◆ WHAT THE TASK REQUIRES
Pick out and copy every line in the rows below that contains the word "horse". Case counts.

◆ EXCERPTED RECORDS

##############################

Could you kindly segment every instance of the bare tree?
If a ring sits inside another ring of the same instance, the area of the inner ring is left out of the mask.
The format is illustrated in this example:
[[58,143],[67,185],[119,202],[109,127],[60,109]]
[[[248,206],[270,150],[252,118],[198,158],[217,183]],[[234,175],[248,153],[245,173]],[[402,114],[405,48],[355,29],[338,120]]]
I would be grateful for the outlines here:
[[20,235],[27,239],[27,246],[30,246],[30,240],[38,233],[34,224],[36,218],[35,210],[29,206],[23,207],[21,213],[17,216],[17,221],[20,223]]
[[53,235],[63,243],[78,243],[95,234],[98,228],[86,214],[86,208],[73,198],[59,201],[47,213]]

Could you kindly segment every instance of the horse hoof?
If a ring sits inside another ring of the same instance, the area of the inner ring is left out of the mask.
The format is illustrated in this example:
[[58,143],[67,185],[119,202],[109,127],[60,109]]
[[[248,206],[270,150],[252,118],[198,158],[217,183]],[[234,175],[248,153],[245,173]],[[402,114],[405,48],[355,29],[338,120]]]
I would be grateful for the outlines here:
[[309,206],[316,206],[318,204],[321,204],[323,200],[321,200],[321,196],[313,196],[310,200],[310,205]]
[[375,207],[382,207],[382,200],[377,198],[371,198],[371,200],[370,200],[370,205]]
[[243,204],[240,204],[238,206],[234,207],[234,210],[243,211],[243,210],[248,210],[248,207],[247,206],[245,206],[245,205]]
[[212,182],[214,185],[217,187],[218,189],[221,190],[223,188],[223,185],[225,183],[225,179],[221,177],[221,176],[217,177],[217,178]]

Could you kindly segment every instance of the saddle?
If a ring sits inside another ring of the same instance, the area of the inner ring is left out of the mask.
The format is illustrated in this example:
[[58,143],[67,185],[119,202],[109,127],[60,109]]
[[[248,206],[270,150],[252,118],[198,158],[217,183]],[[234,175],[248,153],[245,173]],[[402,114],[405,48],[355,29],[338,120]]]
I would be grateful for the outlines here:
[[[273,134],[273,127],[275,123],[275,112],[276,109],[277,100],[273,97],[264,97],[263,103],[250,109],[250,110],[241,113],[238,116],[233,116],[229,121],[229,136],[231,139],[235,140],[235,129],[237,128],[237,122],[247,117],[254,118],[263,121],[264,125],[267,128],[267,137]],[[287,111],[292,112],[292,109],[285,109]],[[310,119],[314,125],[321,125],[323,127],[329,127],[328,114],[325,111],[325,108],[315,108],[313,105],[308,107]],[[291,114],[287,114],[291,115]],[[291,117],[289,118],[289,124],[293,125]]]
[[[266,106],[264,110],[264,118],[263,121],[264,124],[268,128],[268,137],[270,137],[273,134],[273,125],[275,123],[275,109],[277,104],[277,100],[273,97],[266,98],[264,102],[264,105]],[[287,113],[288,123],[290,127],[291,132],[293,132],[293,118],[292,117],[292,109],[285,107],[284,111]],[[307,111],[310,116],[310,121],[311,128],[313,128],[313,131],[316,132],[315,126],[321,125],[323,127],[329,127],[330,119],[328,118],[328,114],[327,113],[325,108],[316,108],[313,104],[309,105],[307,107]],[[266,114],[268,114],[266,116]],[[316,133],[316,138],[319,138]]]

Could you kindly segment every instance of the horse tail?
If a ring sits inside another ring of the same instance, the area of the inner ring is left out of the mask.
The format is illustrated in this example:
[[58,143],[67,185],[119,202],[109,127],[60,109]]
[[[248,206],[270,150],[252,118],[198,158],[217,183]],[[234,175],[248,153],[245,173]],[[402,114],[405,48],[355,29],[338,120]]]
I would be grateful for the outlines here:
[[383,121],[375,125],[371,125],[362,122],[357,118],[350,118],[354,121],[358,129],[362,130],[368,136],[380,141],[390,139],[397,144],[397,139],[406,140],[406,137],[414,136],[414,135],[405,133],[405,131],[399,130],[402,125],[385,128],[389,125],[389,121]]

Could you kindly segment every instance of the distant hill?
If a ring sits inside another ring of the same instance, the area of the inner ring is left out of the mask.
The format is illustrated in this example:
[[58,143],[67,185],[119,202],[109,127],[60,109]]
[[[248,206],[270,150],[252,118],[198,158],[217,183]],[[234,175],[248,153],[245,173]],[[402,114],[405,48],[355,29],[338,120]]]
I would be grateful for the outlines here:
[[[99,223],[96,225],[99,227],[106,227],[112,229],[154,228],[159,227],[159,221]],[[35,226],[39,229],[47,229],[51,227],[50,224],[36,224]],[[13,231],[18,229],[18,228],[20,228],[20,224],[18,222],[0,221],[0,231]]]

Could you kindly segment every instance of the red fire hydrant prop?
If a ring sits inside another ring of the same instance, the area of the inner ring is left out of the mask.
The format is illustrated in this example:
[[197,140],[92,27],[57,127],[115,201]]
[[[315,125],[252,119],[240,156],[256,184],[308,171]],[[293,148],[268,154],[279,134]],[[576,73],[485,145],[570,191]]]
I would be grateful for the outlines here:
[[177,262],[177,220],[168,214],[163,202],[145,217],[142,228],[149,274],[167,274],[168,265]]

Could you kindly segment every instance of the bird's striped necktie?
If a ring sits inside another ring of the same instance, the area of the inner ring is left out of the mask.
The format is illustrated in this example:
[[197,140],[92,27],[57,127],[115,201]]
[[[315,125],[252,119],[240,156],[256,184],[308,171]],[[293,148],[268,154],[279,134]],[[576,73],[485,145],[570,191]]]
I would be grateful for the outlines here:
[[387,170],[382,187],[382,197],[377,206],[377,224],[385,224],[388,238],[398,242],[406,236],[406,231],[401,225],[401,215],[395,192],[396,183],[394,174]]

##############################

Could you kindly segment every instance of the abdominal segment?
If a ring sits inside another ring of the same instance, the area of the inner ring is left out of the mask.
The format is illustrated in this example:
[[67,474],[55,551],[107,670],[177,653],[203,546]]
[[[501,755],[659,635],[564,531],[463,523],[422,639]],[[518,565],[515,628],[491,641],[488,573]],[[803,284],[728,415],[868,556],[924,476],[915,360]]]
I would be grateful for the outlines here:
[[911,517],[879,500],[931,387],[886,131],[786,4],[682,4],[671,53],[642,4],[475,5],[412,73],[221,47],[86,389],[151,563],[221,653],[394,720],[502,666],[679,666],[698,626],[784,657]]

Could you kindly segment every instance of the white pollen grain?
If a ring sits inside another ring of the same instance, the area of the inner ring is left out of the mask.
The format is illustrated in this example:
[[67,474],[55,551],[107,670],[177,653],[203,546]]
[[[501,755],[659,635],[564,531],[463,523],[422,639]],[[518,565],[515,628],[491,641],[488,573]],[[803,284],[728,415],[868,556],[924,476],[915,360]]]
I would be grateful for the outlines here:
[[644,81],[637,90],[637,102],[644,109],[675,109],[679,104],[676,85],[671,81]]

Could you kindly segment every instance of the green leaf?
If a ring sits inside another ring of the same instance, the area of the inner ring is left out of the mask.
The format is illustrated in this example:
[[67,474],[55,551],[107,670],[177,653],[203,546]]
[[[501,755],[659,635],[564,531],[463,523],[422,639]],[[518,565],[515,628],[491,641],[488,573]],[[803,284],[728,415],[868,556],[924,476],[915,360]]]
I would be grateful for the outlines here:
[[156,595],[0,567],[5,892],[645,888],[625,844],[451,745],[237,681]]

##############################

◆ THE REPLY
Could you kindly segment every instance of the horse hoof?
Could you kindly segment every instance of the horse tail?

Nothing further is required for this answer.